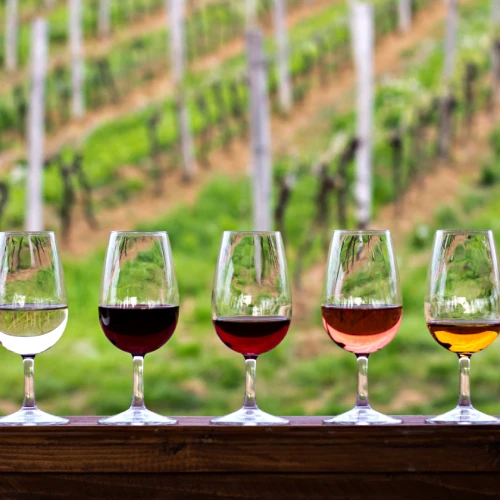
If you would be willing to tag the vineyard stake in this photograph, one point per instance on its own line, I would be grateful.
(11, 27)
(404, 14)
(176, 8)
(448, 70)
(260, 132)
(362, 29)
(76, 49)
(104, 17)
(36, 125)
(281, 31)
(251, 13)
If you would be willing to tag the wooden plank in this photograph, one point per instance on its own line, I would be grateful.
(304, 446)
(251, 486)
(36, 125)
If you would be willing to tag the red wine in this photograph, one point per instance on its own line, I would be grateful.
(362, 329)
(139, 329)
(252, 335)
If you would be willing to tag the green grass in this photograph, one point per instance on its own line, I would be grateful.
(195, 374)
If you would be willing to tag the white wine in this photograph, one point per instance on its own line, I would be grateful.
(33, 328)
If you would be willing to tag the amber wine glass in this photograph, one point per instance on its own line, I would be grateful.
(362, 307)
(462, 308)
(33, 310)
(252, 308)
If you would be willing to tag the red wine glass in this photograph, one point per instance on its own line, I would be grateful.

## What is expected
The reply has to reproduce every line above verbatim and contain no pictures.

## Response to this task
If you would be willing to tag the vineyard stake in this photograph, one point per instance on its own line, I would be grateful.
(11, 27)
(404, 14)
(176, 8)
(448, 70)
(260, 132)
(362, 29)
(76, 49)
(104, 17)
(36, 125)
(281, 31)
(251, 13)
If you would be willing to tag the wooden plank in this photograph, one point per instance on its own line, I would be grateful.
(304, 446)
(251, 486)
(36, 125)
If you would be willing to tag the red wine in this photograph, one point per instance on its own line, I would be grateful.
(362, 329)
(139, 329)
(252, 335)
If you would be willing to tag the green grass in this photograph, one point per instance on its own line, I would be grateful.
(195, 374)
If you would be willing to tag the white wine in this photograph, one point per instance on its own line, I would be grateful.
(33, 328)
If you would be willing to tag the amber wine glass in this photograph, one point per instance on its own line, I would be grateful.
(362, 307)
(462, 308)
(33, 310)
(252, 308)
If you would be willing to tag the red wine glass in this photograph, one point per instance on its own line, I would be grateful.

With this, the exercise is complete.